Set task:
Which lines below contain the word "bark"? Report each such line in full.
= = = =
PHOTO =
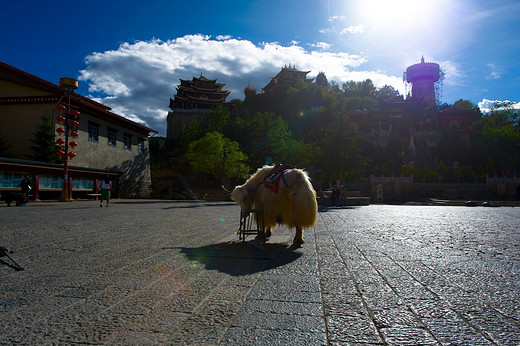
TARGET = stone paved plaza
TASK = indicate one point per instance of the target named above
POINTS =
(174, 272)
= = = =
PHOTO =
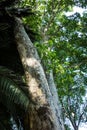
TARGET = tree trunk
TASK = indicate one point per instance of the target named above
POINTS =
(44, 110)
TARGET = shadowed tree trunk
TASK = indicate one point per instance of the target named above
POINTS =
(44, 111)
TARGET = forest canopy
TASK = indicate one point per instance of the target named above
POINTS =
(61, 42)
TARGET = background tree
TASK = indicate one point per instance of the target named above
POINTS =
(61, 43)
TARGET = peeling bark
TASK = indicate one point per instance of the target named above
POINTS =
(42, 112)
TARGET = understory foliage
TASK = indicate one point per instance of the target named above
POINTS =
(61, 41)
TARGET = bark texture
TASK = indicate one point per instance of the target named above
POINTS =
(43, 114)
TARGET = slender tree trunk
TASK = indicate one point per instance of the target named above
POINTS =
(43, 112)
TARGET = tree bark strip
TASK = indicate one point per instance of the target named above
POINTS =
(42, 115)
= = = =
Exercise solution:
TARGET = peeling bark
TARGET = bark texture
TARGET = tree bark strip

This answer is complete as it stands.